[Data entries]
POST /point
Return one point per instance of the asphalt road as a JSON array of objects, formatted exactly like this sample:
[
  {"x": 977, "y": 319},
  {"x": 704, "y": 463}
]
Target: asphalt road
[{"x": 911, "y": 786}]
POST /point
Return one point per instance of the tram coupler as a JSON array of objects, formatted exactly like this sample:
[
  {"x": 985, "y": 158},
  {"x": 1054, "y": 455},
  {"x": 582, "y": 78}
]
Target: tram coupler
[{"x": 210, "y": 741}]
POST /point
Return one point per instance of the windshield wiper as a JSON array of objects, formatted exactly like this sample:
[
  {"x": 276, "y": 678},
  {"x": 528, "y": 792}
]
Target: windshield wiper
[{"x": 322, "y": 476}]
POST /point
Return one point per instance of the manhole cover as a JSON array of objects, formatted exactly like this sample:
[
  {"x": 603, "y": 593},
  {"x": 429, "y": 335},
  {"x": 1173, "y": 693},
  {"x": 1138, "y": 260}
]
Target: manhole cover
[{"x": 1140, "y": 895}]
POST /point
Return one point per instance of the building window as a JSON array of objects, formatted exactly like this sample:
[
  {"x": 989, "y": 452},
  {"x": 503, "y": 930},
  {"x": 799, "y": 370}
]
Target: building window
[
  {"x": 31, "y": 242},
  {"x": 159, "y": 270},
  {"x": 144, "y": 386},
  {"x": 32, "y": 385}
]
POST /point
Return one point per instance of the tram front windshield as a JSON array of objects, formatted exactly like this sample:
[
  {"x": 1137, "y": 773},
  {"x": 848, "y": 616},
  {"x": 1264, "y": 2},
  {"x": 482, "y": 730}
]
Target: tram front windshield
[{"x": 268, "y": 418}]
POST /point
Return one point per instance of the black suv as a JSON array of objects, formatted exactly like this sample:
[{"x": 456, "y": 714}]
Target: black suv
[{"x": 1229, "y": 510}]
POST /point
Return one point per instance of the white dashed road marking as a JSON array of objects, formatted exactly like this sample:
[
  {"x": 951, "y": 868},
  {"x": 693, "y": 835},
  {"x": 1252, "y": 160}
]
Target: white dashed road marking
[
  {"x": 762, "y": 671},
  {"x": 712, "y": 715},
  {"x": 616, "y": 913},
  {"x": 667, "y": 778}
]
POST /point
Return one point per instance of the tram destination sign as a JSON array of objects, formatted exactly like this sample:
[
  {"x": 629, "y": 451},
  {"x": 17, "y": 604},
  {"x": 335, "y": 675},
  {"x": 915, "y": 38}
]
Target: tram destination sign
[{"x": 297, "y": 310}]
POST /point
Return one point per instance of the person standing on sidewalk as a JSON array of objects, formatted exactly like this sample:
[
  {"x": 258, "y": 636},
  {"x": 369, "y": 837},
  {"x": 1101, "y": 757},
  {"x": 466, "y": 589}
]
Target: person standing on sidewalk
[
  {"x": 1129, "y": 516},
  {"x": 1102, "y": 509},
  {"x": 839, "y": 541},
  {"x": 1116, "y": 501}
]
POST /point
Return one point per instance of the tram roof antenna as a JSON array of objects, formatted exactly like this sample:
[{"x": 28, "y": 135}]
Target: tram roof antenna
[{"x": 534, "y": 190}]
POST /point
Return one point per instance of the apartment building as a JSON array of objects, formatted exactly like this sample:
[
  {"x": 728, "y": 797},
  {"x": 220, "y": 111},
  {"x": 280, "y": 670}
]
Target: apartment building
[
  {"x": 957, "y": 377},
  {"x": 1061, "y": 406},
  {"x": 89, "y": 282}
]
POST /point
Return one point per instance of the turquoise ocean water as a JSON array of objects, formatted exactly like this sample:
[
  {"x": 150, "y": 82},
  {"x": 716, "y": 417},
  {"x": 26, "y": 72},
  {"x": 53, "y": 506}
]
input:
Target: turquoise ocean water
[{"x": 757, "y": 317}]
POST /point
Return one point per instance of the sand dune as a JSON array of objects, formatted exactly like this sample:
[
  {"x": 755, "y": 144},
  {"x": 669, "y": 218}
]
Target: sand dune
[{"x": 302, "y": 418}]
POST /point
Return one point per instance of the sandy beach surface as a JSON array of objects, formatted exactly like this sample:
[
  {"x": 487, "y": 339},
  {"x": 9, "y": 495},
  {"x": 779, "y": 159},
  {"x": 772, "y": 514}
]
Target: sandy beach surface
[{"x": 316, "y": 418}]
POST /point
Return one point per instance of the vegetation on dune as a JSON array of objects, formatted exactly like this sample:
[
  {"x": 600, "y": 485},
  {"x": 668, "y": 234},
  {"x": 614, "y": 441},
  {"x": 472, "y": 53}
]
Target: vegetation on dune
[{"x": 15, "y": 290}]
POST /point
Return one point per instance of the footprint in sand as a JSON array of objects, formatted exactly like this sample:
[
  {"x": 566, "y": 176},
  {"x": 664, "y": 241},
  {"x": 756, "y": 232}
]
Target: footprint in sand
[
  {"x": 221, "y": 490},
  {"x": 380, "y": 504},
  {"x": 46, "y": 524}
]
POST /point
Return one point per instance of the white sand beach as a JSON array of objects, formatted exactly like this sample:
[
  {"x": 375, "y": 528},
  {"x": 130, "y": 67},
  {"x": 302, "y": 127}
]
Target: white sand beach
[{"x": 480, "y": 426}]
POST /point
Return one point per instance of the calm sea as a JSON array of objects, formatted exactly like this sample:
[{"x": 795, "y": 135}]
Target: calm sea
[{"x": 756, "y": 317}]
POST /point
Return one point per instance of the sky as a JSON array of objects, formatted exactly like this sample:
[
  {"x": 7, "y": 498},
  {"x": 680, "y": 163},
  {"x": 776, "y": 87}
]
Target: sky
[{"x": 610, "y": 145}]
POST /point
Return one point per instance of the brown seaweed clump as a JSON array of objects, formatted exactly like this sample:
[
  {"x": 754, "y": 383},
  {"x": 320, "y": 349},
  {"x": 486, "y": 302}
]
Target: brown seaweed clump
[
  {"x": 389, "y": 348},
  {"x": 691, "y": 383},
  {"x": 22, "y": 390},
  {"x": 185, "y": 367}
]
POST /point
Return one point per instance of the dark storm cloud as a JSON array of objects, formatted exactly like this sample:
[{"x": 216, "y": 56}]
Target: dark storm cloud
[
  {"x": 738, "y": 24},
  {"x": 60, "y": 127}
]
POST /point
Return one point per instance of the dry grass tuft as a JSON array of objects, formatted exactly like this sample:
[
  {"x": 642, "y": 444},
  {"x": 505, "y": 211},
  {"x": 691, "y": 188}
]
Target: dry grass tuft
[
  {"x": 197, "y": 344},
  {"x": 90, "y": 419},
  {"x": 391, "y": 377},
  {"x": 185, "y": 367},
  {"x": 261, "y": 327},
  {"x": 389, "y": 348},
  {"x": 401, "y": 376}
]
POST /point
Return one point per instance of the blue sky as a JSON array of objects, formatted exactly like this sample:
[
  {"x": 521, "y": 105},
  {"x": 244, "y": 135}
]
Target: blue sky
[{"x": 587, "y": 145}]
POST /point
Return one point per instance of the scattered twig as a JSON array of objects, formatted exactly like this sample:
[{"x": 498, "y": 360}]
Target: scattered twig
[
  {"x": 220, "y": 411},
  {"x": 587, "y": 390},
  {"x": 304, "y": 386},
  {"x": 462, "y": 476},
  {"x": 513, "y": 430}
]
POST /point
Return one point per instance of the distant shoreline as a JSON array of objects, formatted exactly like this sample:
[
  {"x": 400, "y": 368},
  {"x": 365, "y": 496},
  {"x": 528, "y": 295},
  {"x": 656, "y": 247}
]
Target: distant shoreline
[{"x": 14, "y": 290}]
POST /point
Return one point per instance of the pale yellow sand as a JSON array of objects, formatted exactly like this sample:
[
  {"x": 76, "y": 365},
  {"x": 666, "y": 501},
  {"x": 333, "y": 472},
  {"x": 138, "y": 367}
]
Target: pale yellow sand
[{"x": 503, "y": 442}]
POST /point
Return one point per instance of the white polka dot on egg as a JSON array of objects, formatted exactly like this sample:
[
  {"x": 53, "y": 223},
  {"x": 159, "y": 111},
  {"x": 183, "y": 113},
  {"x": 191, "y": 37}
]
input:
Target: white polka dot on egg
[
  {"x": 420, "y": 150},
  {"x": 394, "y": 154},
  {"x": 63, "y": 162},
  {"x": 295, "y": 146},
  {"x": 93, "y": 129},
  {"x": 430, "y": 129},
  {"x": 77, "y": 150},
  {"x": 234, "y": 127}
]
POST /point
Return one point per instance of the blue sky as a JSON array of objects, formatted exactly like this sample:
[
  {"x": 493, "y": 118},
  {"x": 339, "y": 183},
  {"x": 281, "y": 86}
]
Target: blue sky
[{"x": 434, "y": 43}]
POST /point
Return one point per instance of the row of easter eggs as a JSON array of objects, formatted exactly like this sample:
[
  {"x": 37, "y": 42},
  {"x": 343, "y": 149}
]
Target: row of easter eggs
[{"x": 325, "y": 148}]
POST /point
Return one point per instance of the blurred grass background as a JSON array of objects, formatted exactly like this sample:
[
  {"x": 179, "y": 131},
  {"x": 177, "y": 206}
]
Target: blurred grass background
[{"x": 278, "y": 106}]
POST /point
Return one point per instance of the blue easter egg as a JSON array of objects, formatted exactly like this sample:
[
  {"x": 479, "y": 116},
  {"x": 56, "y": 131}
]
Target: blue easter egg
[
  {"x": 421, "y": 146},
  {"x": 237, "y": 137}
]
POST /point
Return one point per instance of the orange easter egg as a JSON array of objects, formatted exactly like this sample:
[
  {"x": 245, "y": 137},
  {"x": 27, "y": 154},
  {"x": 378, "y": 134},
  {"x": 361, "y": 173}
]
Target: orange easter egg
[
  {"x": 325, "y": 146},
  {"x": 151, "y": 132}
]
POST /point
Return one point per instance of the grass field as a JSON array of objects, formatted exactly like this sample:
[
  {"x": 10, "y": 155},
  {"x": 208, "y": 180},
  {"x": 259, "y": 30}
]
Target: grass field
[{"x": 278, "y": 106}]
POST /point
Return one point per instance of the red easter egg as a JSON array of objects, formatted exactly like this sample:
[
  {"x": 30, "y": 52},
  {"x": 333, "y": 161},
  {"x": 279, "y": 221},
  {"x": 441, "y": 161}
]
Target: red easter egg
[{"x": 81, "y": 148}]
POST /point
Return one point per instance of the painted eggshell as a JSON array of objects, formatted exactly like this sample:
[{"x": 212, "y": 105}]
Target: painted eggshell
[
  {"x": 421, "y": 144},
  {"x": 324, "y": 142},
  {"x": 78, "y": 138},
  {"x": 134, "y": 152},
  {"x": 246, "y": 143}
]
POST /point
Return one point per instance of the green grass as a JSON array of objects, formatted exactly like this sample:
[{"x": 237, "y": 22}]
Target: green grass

Exercise instructions
In the entries above, find each line with "green" and copy it.

Your solution
Return one point per instance of the green grass as a JSON array of objects, formatted exactly like this sample:
Target: green grass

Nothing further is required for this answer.